[WHAT THE EXERCISE ASKS]
Copy the records below in full, changing no character.

BEGIN

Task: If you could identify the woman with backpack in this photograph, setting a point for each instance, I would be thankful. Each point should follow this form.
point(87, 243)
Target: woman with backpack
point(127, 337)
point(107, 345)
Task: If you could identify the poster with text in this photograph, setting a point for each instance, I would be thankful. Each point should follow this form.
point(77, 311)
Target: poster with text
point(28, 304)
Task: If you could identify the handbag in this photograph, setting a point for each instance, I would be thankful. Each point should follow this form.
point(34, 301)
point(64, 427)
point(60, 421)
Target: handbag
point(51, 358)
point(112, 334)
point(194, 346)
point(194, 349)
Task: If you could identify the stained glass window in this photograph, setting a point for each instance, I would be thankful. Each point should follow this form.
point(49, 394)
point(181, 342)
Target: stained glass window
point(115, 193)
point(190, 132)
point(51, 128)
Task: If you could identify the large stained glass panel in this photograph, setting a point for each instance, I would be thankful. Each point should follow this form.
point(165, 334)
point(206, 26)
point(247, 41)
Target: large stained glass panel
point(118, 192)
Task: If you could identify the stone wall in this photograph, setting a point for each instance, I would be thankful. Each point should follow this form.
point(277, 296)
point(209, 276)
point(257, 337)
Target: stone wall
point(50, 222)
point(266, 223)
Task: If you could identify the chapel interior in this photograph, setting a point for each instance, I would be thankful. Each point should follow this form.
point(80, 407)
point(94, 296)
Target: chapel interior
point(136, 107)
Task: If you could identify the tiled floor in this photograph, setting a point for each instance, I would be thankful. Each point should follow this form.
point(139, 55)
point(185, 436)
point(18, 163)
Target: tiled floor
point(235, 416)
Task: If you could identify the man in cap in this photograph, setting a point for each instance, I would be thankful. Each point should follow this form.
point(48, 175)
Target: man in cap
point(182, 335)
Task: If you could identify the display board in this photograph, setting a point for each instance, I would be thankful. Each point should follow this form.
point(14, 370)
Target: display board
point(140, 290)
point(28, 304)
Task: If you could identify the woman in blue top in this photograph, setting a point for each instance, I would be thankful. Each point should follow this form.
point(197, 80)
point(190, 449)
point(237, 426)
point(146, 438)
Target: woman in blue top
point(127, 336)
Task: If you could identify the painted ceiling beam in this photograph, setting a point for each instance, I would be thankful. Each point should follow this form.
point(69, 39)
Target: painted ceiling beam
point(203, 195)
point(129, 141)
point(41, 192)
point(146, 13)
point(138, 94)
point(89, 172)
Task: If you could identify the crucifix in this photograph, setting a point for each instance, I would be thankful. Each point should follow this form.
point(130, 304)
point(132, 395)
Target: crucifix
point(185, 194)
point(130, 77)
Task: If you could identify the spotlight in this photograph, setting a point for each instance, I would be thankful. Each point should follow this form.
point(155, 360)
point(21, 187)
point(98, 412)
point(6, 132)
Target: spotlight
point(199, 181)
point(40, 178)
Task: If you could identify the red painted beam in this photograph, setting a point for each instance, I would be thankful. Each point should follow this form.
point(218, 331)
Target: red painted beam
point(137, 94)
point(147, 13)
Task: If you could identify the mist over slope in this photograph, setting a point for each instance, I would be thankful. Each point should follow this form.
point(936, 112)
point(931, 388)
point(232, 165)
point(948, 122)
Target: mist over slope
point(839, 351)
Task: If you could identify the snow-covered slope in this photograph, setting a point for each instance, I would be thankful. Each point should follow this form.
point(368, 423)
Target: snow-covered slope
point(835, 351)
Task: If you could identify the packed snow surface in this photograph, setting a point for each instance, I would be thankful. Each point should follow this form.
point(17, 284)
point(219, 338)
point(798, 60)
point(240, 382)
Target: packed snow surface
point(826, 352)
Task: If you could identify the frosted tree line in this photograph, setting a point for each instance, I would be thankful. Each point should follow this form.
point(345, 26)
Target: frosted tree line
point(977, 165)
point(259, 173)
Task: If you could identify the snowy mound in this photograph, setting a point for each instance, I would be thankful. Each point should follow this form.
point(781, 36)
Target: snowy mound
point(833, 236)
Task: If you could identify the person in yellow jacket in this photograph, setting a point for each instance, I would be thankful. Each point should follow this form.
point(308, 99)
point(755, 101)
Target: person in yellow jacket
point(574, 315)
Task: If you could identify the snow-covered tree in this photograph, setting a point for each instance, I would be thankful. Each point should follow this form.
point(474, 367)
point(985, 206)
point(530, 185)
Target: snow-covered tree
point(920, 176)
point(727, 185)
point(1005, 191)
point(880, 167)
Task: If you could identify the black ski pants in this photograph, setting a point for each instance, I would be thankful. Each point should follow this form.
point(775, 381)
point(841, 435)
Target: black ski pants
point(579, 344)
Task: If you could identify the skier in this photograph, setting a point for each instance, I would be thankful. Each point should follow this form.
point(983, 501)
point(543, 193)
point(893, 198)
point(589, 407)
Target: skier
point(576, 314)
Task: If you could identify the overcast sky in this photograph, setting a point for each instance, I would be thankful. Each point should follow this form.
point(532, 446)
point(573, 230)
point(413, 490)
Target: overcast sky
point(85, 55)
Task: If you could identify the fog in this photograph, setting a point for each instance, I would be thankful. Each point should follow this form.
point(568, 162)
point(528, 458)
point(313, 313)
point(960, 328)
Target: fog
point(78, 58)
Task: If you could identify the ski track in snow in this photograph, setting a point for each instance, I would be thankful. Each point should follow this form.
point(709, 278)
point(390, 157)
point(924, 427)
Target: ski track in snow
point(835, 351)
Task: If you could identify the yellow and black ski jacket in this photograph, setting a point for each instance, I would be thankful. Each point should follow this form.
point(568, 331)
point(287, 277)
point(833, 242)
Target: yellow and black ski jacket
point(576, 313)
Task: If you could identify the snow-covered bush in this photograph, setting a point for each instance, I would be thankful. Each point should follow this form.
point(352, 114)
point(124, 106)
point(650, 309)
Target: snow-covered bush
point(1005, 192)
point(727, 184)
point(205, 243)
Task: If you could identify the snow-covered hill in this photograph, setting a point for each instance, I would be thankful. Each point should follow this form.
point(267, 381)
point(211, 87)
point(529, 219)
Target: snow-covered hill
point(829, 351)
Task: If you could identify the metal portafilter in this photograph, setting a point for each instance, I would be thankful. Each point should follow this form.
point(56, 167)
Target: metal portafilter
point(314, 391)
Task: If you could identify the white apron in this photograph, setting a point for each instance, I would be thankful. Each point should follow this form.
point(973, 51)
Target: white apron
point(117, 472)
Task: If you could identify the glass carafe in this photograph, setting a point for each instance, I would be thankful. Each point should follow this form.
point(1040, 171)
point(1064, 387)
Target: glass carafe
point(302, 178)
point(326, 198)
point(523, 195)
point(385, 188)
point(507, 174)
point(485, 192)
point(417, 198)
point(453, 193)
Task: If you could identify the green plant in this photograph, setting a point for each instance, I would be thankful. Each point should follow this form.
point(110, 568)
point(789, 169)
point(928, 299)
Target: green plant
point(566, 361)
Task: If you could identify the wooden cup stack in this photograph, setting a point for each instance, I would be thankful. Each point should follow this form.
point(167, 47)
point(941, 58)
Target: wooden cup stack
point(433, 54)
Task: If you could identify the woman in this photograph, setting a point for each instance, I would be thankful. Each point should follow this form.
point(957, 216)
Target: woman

END

[SOLUTION FOR THIS TASK]
Task: If you could identify the woman with backpack in this photograph, setting a point for each instance, I would be thankful. Each point should follow this form.
point(87, 243)
Target: woman with backpack
point(127, 337)
point(107, 345)
Task: If you could identify the poster with text in this photograph, setting a point for each instance, I would be thankful. Each point should follow this form.
point(77, 311)
Target: poster with text
point(28, 304)
Task: If you could identify the handbag in this photograph, setting a point for each instance, I would be thankful. Each point should follow this form.
point(34, 301)
point(64, 427)
point(60, 421)
Target: handbag
point(51, 358)
point(112, 334)
point(194, 346)
point(194, 349)
Task: If you could identify the stained glass window in this photograph, setting a point for each instance, I would be thankful. Each point should follow this form.
point(49, 394)
point(181, 342)
Target: stained glass window
point(115, 193)
point(190, 132)
point(51, 128)
Task: If you could identify the large stained glass panel in this photograph, setting a point for each instance, I would be thankful. Each point should follow this form.
point(165, 334)
point(206, 26)
point(247, 41)
Target: large stained glass panel
point(118, 192)
Task: If you could identify the stone wall in this photograph, setting a point for each instance, I would be thankful. Each point should follow this form.
point(277, 296)
point(209, 276)
point(257, 337)
Target: stone wall
point(50, 222)
point(266, 223)
Task: If you could identify the chapel interior in this photograph, setting a point for each instance, I would be thankful. Each point should follow this form.
point(80, 407)
point(94, 296)
Target: chapel interior
point(136, 107)
Task: If you could identify the tiled floor in this photograph, setting a point for each instance, I would be thankful. Each point should follow this form.
point(139, 55)
point(185, 436)
point(18, 163)
Target: tiled floor
point(235, 416)
Task: If you could identify the man in cap in this photograph, setting a point for each instance, I would be thankful. Each point should follow this form.
point(48, 175)
Target: man in cap
point(182, 335)
Task: If you could identify the display board in this photograph, setting a point for each instance, I would be thankful. Each point should follow this form.
point(14, 370)
Target: display board
point(140, 290)
point(28, 304)
Task: If you could identify the woman in blue top in this photograph, setting a point for each instance, I would be thankful. Each point should follow this form.
point(197, 80)
point(190, 449)
point(237, 426)
point(146, 438)
Target: woman in blue top
point(127, 336)
Task: If you could identify the painted ceiling beam in this photograph, setting a point for each instance, I would be thankful. Each point should follow this form.
point(69, 39)
Target: painted ceiling beam
point(203, 195)
point(129, 141)
point(41, 192)
point(146, 13)
point(138, 94)
point(89, 172)
Task: If you could identify the crucifix in this photograph, setting a point for each instance, I would be thankful. Each point should follow this form.
point(130, 304)
point(132, 395)
Target: crucifix
point(185, 194)
point(130, 77)
Task: If you could identify the spotlight in this photograph, setting a point for each instance, I would be thankful. Each point should follow this form.
point(155, 360)
point(21, 187)
point(98, 412)
point(6, 132)
Target: spotlight
point(199, 181)
point(40, 178)
Task: If you could identify the red painted beam in this photograph, setting a point for each instance, I would be thankful. Each point should follow this form.
point(218, 331)
Target: red painted beam
point(137, 94)
point(147, 13)
Task: If you could identify the mist over slope in this photograph, setting a point for each instance, I would be thankful. Each point should follow this form.
point(936, 112)
point(931, 388)
point(232, 165)
point(948, 122)
Target: mist over slope
point(839, 351)
Task: If you could identify the snow-covered slope in this photograph, setting a point for each instance, I would be thankful. Each point should follow this form.
point(368, 423)
Target: snow-covered slope
point(835, 351)
Task: If you could identify the packed snow surface in this photograph, setting a point for each instance, I would be thankful. Each point should follow this form.
point(17, 284)
point(219, 338)
point(798, 60)
point(240, 382)
Target: packed snow surface
point(826, 352)
Task: If you could identify the frosted tree line in this photograph, setting a point for each instance, I would be thankful. Each point should follow this form.
point(345, 26)
Target: frosted tree line
point(977, 165)
point(259, 173)
Task: If you could identify the snowy mound in this photograph, setting a point for each instance, I would be thankful. Each point should follow this form.
point(781, 36)
Target: snowy mound
point(833, 236)
Task: If you could identify the person in yellow jacket in this photograph, setting a point for each instance, I would be thankful. Each point should follow this form.
point(308, 99)
point(755, 101)
Target: person in yellow jacket
point(574, 315)
Task: If you could identify the snow-covered tree in this photograph, setting a point for each instance, I would be thankful. Each point should follow this form.
point(474, 367)
point(985, 206)
point(530, 185)
Target: snow-covered tree
point(920, 176)
point(727, 185)
point(1005, 191)
point(880, 167)
Task: If you could identify the black ski pants in this photograph, setting a point for each instance, I would be thankful. Each point should follow this form.
point(775, 381)
point(841, 435)
Target: black ski pants
point(579, 344)
Task: If you could identify the skier in this photograph, setting a point for each instance, I would be thankful. Each point should follow this form.
point(983, 501)
point(543, 193)
point(893, 198)
point(589, 407)
Target: skier
point(576, 314)
Task: If you could identify the overcast sky in this photograph, setting a point for each instance, I would be thankful. Each point should follow this form.
point(532, 446)
point(573, 230)
point(413, 490)
Target: overcast sky
point(85, 55)
Task: If you could identify the fog in this photograph, setting a point for each instance, I would be thankful. Each point should follow this form.
point(568, 162)
point(528, 458)
point(313, 313)
point(960, 328)
Target: fog
point(78, 58)
Task: If you could identify the ski track in snow in this photograph, setting a point for each instance, I would be thankful. Each point should follow this form.
point(709, 278)
point(390, 157)
point(924, 427)
Target: ski track in snow
point(835, 351)
Task: If you could identify the yellow and black ski jacket in this photograph, setting a point for each instance, I would be thankful. Each point should follow this form.
point(568, 331)
point(287, 277)
point(833, 242)
Target: yellow and black ski jacket
point(576, 313)
Task: If you could identify the snow-covered bush in this photograph, setting a point for each instance, I would be thankful. Each point should follow this form.
point(352, 114)
point(124, 106)
point(650, 309)
Target: snow-covered bush
point(1005, 192)
point(727, 184)
point(205, 243)
Task: If you could identify the snow-covered hill in this photograph, setting a point for each instance, I would be thankful. Each point should follow this form.
point(267, 381)
point(211, 87)
point(529, 219)
Target: snow-covered hill
point(829, 351)
Task: If you could identify the metal portafilter in this photograph, setting a point for each instance, I would be thankful. Each point should follow this form.
point(56, 167)
Target: metal portafilter
point(314, 391)
Task: If you could identify the white apron in this photograph, setting a point for each instance, I would be thankful. Each point should follow this form.
point(973, 51)
Target: white apron
point(117, 472)
Task: If you could identify the glass carafe in this photograph, setting a point for each instance, I would be thankful. Each point should follow this form.
point(1040, 171)
point(1064, 387)
Target: glass carafe
point(302, 178)
point(326, 198)
point(523, 195)
point(385, 188)
point(507, 174)
point(485, 192)
point(417, 198)
point(453, 193)
Task: If you could identify the green plant in this photograph, setting a point for each instance, I would be thankful. Each point should follow this form.
point(110, 568)
point(789, 169)
point(928, 299)
Target: green plant
point(566, 361)
Task: If you could identify the wooden cup stack in this photograph, setting a point for each instance, I would be thankful. Each point should follow this form.
point(167, 47)
point(941, 58)
Target: wooden cup stack
point(433, 54)
Task: If you could identify the woman in this photograph, setting a point for each instance, I would be thankful. Each point should follow this form.
point(957, 216)
Target: woman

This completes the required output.